* _Task statement_
Your answer should be a number only: the count of lines in the following entries that contain "below".

======== Provided data

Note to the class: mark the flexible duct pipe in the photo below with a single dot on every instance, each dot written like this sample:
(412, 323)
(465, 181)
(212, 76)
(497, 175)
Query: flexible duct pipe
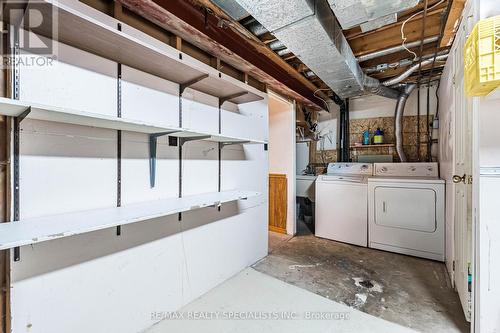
(394, 49)
(375, 87)
(398, 121)
(412, 69)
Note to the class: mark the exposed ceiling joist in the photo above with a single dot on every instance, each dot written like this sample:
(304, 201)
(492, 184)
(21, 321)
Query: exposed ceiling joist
(452, 22)
(207, 27)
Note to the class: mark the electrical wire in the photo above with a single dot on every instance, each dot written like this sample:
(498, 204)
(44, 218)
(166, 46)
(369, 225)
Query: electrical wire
(324, 101)
(403, 37)
(422, 43)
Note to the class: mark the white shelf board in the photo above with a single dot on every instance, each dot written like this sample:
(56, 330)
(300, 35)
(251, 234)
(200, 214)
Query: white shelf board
(14, 108)
(80, 30)
(41, 229)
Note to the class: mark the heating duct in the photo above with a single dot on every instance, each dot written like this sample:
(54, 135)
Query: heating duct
(309, 29)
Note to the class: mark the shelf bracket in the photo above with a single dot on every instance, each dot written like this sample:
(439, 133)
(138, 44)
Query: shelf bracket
(224, 99)
(185, 85)
(153, 143)
(183, 140)
(23, 115)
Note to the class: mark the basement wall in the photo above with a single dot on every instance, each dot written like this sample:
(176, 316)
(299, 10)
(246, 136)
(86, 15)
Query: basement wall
(101, 282)
(371, 112)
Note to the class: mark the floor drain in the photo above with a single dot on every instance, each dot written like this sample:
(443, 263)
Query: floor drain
(366, 284)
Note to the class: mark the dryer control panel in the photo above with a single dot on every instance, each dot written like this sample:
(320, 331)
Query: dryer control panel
(406, 169)
(350, 169)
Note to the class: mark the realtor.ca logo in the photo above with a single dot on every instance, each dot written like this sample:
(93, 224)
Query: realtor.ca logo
(29, 31)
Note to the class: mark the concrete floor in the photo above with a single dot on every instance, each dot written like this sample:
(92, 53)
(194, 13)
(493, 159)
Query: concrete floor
(412, 292)
(254, 302)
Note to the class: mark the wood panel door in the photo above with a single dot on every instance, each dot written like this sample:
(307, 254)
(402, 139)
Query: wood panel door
(277, 202)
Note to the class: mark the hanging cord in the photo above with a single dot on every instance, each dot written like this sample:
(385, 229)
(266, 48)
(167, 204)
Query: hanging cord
(418, 122)
(403, 36)
(422, 44)
(442, 23)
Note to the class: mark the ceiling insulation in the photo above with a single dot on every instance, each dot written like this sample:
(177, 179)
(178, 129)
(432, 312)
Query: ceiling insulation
(352, 13)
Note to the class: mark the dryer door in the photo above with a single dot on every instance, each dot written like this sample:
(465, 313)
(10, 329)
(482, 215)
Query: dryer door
(406, 208)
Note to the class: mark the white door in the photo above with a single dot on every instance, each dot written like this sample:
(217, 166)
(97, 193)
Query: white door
(462, 180)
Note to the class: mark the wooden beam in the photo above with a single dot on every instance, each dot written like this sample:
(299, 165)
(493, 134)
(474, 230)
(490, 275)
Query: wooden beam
(391, 35)
(452, 22)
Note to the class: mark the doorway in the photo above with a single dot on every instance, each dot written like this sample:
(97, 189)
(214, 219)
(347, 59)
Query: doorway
(281, 165)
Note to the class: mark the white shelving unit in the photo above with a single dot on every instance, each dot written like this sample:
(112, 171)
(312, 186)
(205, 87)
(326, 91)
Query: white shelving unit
(142, 52)
(130, 47)
(15, 108)
(41, 229)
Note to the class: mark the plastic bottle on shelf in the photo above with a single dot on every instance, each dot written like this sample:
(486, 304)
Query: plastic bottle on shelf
(378, 138)
(366, 137)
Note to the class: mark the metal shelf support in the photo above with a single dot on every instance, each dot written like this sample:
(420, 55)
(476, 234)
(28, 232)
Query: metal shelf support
(185, 85)
(224, 99)
(153, 143)
(183, 140)
(230, 143)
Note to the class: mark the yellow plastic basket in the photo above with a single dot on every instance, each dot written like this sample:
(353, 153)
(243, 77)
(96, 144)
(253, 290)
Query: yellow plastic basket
(482, 58)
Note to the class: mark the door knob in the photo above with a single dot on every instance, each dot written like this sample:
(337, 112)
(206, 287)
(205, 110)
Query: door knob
(459, 179)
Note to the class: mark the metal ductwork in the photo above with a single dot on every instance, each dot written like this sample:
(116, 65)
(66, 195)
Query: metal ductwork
(394, 49)
(406, 90)
(352, 13)
(310, 31)
(412, 69)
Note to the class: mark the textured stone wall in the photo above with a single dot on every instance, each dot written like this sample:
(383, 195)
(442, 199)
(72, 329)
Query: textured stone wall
(358, 126)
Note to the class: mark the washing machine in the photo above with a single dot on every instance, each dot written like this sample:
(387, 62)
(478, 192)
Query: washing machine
(406, 209)
(341, 203)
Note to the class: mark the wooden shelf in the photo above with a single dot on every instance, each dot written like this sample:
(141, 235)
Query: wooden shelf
(140, 51)
(41, 229)
(14, 108)
(382, 145)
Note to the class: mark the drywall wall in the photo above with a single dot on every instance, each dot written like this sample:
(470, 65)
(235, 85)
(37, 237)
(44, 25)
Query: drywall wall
(282, 149)
(446, 157)
(488, 239)
(101, 282)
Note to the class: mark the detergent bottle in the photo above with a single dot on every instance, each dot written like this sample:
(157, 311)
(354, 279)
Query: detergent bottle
(366, 137)
(378, 138)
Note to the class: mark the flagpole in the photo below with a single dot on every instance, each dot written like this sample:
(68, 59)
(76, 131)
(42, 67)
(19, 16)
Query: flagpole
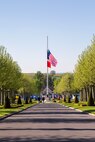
(47, 67)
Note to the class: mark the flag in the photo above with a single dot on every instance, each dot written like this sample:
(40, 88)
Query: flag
(48, 64)
(51, 58)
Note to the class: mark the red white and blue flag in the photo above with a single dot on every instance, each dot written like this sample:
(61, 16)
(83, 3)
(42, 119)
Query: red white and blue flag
(51, 59)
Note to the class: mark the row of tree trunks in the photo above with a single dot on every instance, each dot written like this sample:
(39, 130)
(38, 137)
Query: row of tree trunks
(84, 93)
(3, 94)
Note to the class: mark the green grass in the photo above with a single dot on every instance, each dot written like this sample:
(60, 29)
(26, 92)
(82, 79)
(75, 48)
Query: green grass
(4, 111)
(81, 106)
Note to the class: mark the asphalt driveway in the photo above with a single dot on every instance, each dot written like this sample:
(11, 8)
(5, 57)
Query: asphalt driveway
(48, 123)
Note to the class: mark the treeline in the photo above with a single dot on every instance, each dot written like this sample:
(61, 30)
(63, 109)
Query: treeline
(10, 75)
(15, 83)
(83, 79)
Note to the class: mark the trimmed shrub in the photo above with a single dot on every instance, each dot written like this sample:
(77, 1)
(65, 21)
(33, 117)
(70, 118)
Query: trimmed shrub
(7, 102)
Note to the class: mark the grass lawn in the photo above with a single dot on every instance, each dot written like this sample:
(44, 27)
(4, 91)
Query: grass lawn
(85, 108)
(4, 111)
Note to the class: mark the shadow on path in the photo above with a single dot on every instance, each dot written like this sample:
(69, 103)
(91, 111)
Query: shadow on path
(52, 139)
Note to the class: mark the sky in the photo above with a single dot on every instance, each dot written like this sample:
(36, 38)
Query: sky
(25, 25)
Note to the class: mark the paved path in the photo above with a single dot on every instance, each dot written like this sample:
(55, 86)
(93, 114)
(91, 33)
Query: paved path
(48, 123)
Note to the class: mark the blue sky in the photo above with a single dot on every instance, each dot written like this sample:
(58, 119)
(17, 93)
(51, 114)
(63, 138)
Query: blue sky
(25, 24)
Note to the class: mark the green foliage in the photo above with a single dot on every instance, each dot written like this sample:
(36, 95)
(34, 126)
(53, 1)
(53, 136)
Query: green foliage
(7, 102)
(84, 74)
(19, 100)
(76, 99)
(26, 100)
(65, 84)
(68, 99)
(64, 99)
(90, 100)
(30, 100)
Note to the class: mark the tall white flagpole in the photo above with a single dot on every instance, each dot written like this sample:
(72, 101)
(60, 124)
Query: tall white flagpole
(47, 67)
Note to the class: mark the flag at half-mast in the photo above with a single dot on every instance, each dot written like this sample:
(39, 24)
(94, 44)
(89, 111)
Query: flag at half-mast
(51, 59)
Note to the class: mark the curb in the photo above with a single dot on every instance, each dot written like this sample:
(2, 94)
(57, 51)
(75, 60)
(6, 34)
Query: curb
(8, 115)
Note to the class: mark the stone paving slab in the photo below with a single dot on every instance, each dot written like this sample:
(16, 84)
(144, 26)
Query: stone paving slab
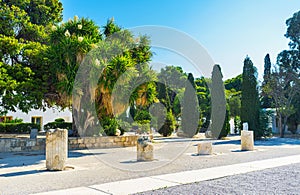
(102, 166)
(168, 180)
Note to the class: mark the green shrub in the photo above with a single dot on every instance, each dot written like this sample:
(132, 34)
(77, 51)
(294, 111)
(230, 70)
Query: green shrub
(60, 120)
(18, 127)
(264, 116)
(142, 126)
(142, 115)
(16, 120)
(61, 125)
(168, 127)
(110, 126)
(124, 126)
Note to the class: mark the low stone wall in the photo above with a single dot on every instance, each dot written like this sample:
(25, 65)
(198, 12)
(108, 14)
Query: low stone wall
(21, 144)
(102, 142)
(25, 144)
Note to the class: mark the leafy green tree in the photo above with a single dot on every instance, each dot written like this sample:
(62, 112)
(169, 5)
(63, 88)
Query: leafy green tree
(204, 100)
(233, 91)
(250, 101)
(283, 86)
(218, 105)
(266, 101)
(190, 110)
(170, 84)
(117, 63)
(24, 29)
(293, 31)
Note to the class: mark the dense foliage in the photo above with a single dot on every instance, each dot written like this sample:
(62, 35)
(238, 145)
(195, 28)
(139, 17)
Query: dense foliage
(24, 29)
(249, 100)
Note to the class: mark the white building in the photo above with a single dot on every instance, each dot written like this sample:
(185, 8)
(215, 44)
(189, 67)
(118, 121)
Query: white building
(40, 117)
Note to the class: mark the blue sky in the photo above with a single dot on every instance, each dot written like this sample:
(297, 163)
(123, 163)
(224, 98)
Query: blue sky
(228, 29)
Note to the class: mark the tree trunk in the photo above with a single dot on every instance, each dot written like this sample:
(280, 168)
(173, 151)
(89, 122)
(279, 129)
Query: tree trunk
(281, 131)
(284, 124)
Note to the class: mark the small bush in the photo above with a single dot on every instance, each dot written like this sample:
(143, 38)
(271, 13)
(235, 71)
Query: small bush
(18, 127)
(168, 127)
(59, 120)
(61, 125)
(142, 115)
(110, 126)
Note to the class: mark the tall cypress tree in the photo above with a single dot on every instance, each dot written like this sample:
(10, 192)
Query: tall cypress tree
(266, 101)
(250, 101)
(218, 107)
(190, 112)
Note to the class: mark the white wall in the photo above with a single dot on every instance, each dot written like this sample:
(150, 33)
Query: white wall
(48, 116)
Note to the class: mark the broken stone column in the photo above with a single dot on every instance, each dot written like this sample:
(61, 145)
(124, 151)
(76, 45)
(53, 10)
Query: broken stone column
(33, 133)
(247, 140)
(205, 148)
(144, 149)
(56, 149)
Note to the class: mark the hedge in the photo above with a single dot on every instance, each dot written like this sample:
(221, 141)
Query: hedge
(18, 127)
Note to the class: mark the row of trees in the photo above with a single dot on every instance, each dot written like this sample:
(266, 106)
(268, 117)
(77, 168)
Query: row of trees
(41, 57)
(280, 87)
(40, 64)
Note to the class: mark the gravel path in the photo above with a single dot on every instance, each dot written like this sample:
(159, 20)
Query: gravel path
(280, 180)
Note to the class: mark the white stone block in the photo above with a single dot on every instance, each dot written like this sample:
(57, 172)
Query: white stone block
(205, 148)
(56, 149)
(144, 149)
(247, 140)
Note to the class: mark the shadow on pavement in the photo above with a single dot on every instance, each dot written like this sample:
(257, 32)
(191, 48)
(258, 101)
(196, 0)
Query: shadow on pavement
(266, 142)
(20, 173)
(19, 159)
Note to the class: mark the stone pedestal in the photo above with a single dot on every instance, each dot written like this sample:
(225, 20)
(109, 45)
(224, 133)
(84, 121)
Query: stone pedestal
(205, 148)
(247, 140)
(56, 149)
(144, 149)
(33, 133)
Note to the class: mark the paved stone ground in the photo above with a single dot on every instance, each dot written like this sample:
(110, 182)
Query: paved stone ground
(279, 180)
(25, 173)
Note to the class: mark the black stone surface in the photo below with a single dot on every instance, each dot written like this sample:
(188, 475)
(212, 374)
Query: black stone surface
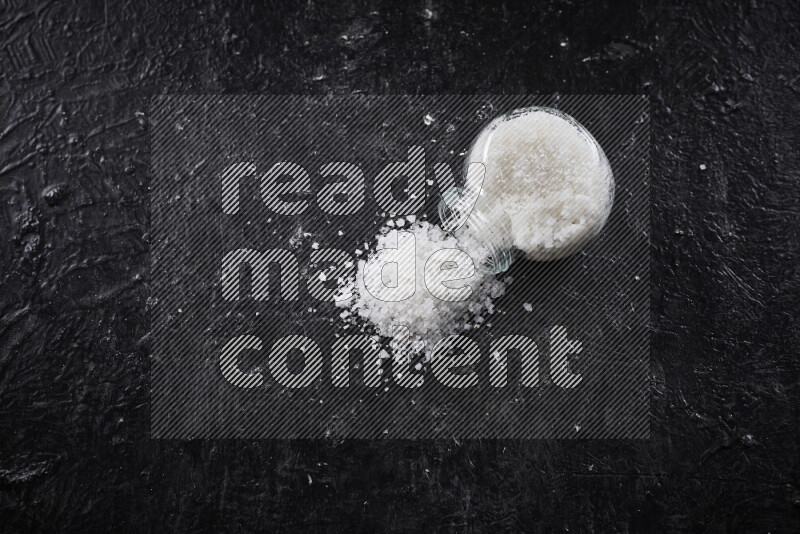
(75, 79)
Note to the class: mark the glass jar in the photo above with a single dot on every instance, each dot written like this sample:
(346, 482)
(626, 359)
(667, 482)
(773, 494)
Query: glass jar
(482, 223)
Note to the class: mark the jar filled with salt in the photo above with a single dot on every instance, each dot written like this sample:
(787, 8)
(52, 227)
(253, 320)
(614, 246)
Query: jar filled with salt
(537, 184)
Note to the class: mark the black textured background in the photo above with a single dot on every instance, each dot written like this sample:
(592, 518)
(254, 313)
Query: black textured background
(74, 171)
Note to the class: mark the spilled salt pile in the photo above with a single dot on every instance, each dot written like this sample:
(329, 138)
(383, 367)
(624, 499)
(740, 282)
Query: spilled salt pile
(549, 176)
(427, 316)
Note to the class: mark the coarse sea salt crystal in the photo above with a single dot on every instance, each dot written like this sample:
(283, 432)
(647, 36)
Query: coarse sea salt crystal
(427, 318)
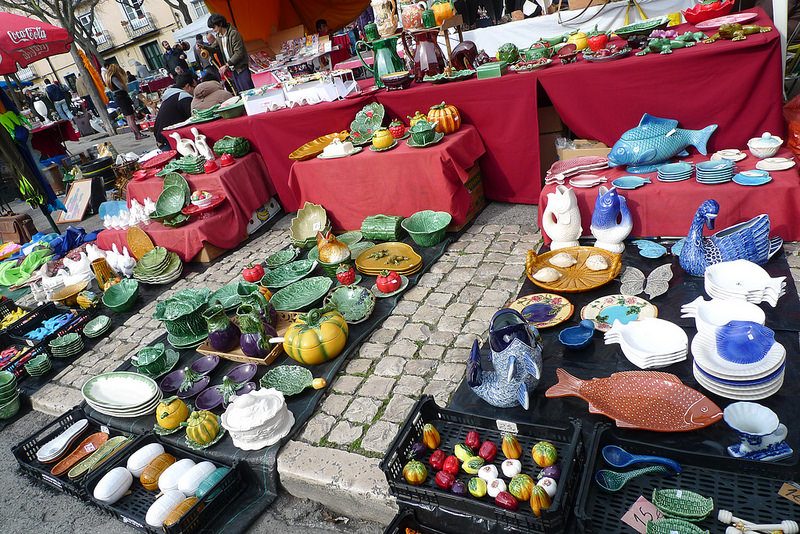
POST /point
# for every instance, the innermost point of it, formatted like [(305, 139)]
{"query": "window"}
[(153, 55), (199, 8), (95, 28)]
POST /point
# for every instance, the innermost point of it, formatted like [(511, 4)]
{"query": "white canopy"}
[(187, 33)]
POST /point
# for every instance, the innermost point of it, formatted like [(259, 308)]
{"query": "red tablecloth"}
[(400, 181), (736, 85), (226, 227), (49, 139), (665, 209)]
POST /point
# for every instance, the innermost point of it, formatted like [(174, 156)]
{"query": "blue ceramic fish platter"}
[(655, 141)]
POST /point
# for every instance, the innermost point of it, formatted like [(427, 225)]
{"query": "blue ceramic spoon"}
[(619, 457)]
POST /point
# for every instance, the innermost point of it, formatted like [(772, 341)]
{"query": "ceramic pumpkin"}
[(316, 337), (171, 412), (202, 427), (446, 117)]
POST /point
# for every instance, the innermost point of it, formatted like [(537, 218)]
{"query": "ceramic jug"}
[(561, 220), (223, 335), (411, 15), (385, 16), (427, 56), (385, 58), (611, 220)]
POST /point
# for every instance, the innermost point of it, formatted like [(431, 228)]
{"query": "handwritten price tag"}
[(791, 491), (640, 513)]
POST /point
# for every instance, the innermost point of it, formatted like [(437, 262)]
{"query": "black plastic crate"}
[(25, 451), (453, 427), (132, 508), (41, 314), (747, 488)]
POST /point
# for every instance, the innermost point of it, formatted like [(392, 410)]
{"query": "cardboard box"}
[(547, 151), (475, 187), (549, 121), (584, 147)]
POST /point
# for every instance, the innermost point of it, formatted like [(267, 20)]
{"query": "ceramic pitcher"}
[(385, 16), (561, 220)]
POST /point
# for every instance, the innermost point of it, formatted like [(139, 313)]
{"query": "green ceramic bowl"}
[(427, 227), (120, 297), (10, 408)]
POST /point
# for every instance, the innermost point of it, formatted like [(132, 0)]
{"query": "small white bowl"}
[(765, 146)]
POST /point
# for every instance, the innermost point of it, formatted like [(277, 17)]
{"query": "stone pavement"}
[(422, 348)]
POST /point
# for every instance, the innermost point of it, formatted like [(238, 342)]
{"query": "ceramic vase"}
[(253, 339), (611, 220), (385, 16), (561, 220), (223, 335)]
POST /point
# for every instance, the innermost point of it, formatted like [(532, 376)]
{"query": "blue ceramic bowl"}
[(577, 337)]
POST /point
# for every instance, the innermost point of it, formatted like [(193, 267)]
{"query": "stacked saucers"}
[(122, 394), (741, 361), (675, 172), (97, 327), (158, 266), (9, 395), (715, 172), (743, 280), (39, 365), (67, 345), (650, 343)]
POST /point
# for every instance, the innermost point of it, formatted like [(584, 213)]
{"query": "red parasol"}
[(24, 40)]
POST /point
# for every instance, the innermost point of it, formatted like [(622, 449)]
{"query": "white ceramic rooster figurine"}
[(127, 263), (202, 147), (185, 147)]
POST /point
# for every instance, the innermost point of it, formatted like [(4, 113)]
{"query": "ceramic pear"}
[(561, 220), (185, 147), (202, 146), (611, 220)]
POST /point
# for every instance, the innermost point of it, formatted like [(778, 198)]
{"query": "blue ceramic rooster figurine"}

================

* _Output_
4